Task requirements → In the salad dressing recipe, how long does the dressing keep in the refrigerator?

Document excerpt →

################

This very simple dressing is my standard for all sorts of salads, from simple greens to shaved fennel, arugula, and Niçoise olives.

1 Tbs Dijon mustard, preferably Grey Poupon
3 Tbs good-quality red wine vinegar
½ tsp fine sea salt
5 Tbs good-quality olive oil

Combine mustard, vinegar, and salt in a small bowl, and whisk to combine. Add the oil one or two tablespoons at a time, whisking continuously to emulsify. Taste to correct vinegar-oil balance, if necessary, and toss with your favorite salad ingredients. The dressing will keep for up to two weeks in an airtight container in the refrigerator.

2.10.2005

A man who knows meatballs

My friend Doron might lust for a more well-endowed kitchen, but he can make a mean meatball.

################

Extracted material →

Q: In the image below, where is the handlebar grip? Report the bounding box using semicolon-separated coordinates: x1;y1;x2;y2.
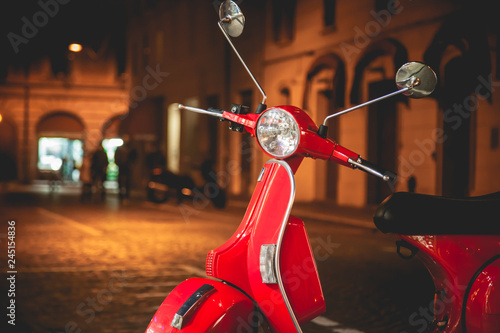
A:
349;157;397;184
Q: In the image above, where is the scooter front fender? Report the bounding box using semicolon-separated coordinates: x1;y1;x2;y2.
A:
146;278;262;333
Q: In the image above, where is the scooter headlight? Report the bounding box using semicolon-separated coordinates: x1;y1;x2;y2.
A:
256;108;300;158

################

Reply → Up to two weeks in an airtight container.